**SUPPLIED PASSAGE:**

====

After the shutdown of the sickle works in Conisborough, the Phoenix Works became the only remaining scythe and sickle works in Britain until 1988 when, due to the retirement of the existing directors, the edge tool business was put on the market and the Hutton name taken over by Hand Tools of Dronfield. The business now operates as “Sorby Hutton” based in Sheffield. The buildings themselves became converted for residential use.

In the same year that the Phoenix Works closed down, 1988, my own employer, St. Mary’s Hospital Medical School, merged with Imperial College. As a result of this merger, I had to attend various committee meetings there. The distance between the two sites could be easily covered with a 30 minute walk across Kensington Gardens, I would enter the park on the north side and walk straight across to the Albert Memorial on the south side. As I went up and down the steps at the base of the Memorial, I was often reminded of a letter sent to Hutton & Newton at the Phoenix Works from the Lord Mayor of London, Thomas Challis, requesting financial support towards its cost. The letter included examples of early donations e.g. Isambard Kingdom Brunel gave £50 and a Professor Faraday £10. I have not managed to find out if any contribution was sent from the Phoenix Works.

In 1990, during an evening visit to an art exhibition in the Consort Gallery at Imperial College, a colleague introduced me to a someone he described as “Archivist to the `1851’ Exhibition” which occupied offices in the same building. During the conversation, I mentioned that I had several papers relating to the 1851 Exhibition which had been originally sent to a company which had exhibited there, called Hutton & Newton, where my family had worked for several generations. She asked if she could see them and I later took them along to the Archive Office where she explained that the reason she was interested was that although the archive had lots of examples of paperwork which had been sent out to exhibitors for completion and return, they had none which would have been retained. There and then I decided that the best thing to do was to donate them to the archive. A week or so later I received a letter of thanks saying “It is the first time we have received a donation of this kind: it is a valuable donation in itself and an intriguing complement to the official archive”.

====

**LISTED RECORDS:**
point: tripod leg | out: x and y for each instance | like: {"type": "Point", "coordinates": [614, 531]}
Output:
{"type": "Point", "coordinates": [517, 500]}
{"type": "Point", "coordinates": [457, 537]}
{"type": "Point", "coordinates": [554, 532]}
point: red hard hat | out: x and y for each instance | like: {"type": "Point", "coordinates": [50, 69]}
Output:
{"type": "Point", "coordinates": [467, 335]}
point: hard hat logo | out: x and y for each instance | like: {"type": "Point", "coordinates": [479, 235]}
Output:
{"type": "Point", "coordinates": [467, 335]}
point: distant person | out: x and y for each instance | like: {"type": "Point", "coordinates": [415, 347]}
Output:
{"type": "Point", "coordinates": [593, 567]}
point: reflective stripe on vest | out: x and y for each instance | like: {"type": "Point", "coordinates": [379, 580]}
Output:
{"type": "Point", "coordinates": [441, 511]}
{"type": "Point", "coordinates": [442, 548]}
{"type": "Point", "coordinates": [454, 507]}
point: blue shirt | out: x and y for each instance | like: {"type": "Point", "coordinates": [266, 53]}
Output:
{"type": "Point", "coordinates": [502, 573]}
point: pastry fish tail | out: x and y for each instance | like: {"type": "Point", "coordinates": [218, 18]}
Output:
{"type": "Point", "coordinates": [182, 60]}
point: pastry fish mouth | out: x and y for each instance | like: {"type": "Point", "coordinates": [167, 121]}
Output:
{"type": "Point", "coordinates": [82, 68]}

====

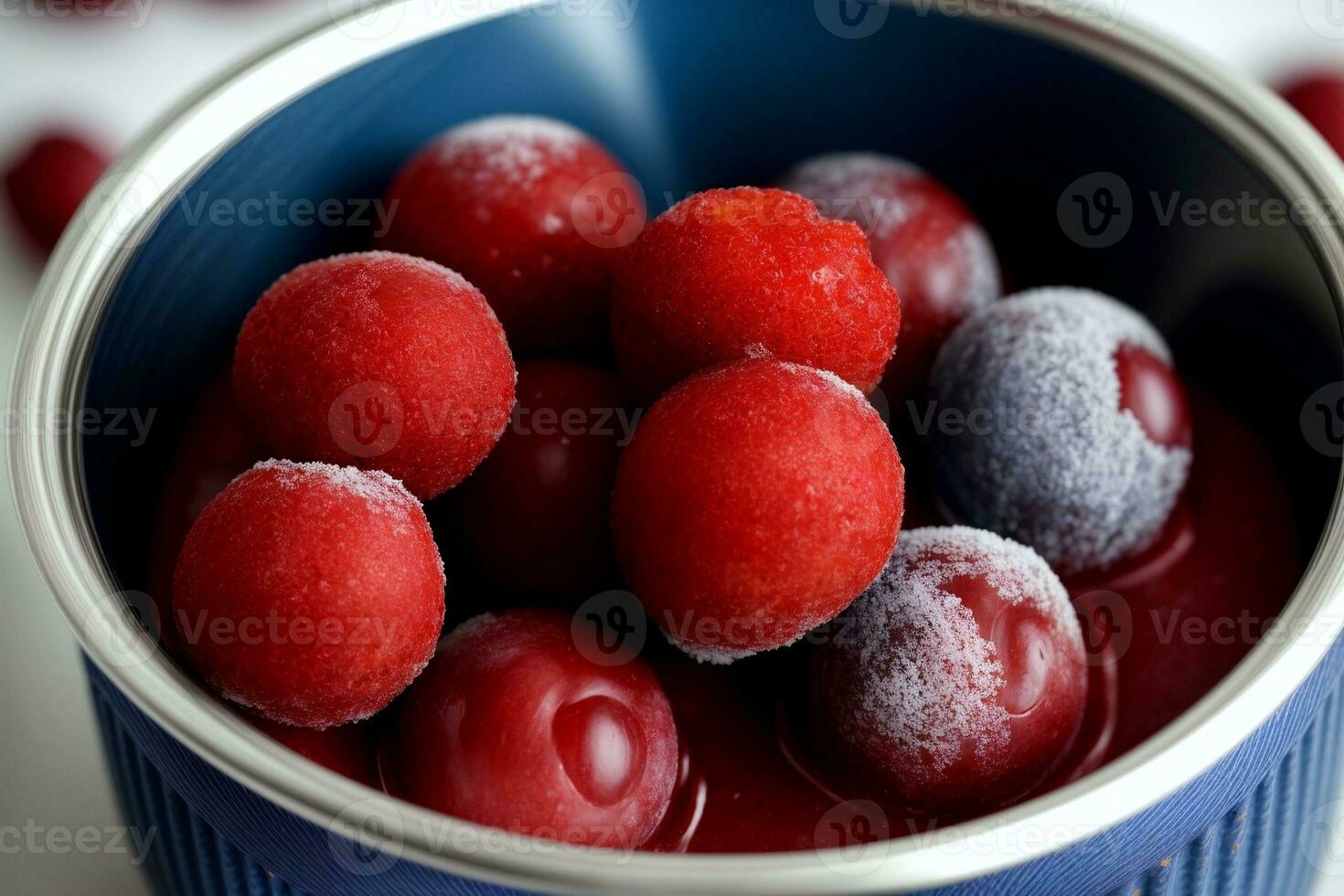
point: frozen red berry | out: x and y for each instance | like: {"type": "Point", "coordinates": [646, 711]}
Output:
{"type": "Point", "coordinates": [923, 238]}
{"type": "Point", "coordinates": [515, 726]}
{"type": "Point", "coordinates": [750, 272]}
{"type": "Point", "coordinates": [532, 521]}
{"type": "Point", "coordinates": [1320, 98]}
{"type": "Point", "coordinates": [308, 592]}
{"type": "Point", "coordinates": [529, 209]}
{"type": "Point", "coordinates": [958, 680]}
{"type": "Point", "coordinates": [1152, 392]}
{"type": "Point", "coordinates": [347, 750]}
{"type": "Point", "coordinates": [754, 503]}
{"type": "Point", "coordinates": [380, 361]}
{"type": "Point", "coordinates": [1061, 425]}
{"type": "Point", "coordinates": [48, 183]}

====

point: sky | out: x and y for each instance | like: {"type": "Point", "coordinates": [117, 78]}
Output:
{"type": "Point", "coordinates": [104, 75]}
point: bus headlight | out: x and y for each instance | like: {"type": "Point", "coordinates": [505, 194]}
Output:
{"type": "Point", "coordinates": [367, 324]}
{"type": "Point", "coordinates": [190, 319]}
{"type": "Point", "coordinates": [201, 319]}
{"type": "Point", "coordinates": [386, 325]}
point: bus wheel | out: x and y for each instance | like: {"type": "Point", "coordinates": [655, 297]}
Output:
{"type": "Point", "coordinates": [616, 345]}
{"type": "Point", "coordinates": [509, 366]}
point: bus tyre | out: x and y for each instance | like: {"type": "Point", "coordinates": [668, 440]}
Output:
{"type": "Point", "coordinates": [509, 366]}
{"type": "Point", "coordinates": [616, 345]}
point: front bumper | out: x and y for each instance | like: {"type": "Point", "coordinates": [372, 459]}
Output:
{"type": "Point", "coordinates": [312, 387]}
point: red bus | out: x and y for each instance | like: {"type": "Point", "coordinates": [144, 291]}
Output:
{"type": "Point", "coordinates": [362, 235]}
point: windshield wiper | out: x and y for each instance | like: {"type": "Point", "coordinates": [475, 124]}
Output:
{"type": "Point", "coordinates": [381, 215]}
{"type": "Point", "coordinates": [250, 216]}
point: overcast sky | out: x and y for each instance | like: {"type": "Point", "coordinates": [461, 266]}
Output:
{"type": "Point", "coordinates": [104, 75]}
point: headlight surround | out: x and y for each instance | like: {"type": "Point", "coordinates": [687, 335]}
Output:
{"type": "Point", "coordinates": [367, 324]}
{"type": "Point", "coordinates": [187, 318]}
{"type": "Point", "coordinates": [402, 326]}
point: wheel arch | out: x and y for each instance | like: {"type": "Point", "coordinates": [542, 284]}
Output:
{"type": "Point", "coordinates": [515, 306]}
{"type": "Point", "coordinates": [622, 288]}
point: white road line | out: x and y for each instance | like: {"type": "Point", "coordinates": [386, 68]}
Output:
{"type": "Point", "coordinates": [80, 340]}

====

**EXERCISES TO COMPLETE:**
- A) Answer these questions using the account of the Phoenix Works above:
(i) Which company took over the Hutton name in 1988?
(ii) How much money did Isambard Kingdom Brunel give toward the Albert Memorial?
(iii) In what year was the writer introduced to the archivist at Imperial College?
- B) From the Phoenix Works account, extract the text starting with "In the same year" and going on through "the Phoenix Works.".
- C) Continue the account of the Phoenix Works and the 1851 Exhibition papers after its final sentence.

**TASK-BY-TASK ANSWERS:**
- A)
(i) Hand Tools of Dronfield
(ii) £50
(iii) 1990

- B)
In the same year that the Phoenix Works closed down, 1988, my own employer, St. Mary’s Hospital Medical School, merged with Imperial College. As a result of this merger, I had to attend various committee meetings there. The distance between the two sites could be easily covered with a 30 minute walk across Kensington Gardens, I would enter the park on the north side and walk straight across to the Albert Memorial on the south side. As I went up and down the steps at the base of the Memorial, I was often reminded of a letter sent to Hutton & Newton at the Phoenix Works from the Lord Mayor of London, Thomas Challis, requesting financial support towards its cost. The letter included examples of early donations e.g. Isambard Kingdom Brunel gave £50 and a Professor Faraday £10. I have not managed to find out if any contribution was sent from the Phoenix Works.

- C)
The Phoenix Works may have closed down, but it is satisfying to know that a unique record of its expertise, albeit of a relatively brief period in its 166 year history, is safely lodged in one of the most prestigious archives of our Nation’s industrial heritage.  

Tony Rippon

August 2008


References:

Sheffield Its Story and its Achievements by Mary Walton, 2nd Ed., 1949. Pub. The Sheffield Telegraph & Star Ltd.

Ridgeway and its Industries by Willis Fox, 1950

Twentieth Century Ridgeway Remembered by Jack Hambleton, 1997. Printed by Jaks Graphic Design & Print, Sheffield.

A Directory of Sheffield. Pub. Gales & Martin 1787. Reprinted in facsimile and published by Pawson & Brailsford. Sheffield, 1889. A more recent facsimile, 2004, has been published by the Tool & Trade History Society.

Memories of a Sheffield Tool Maker by Ashley Iles. Pub. The Astragal Press, New Jersey, USA, 1993.

A Complete History of The Great Flood at Sheffield by Samuel Harrison. Pub. S. Harrison, “Sheffield Times” Office, 1864. Reprinted 1898 by Independent Press Ltd. Sheffield.

History in the Shire Brook Valley. Leaflet pub. Sheffield City Council, Parks, Woodlands and Countryside Department.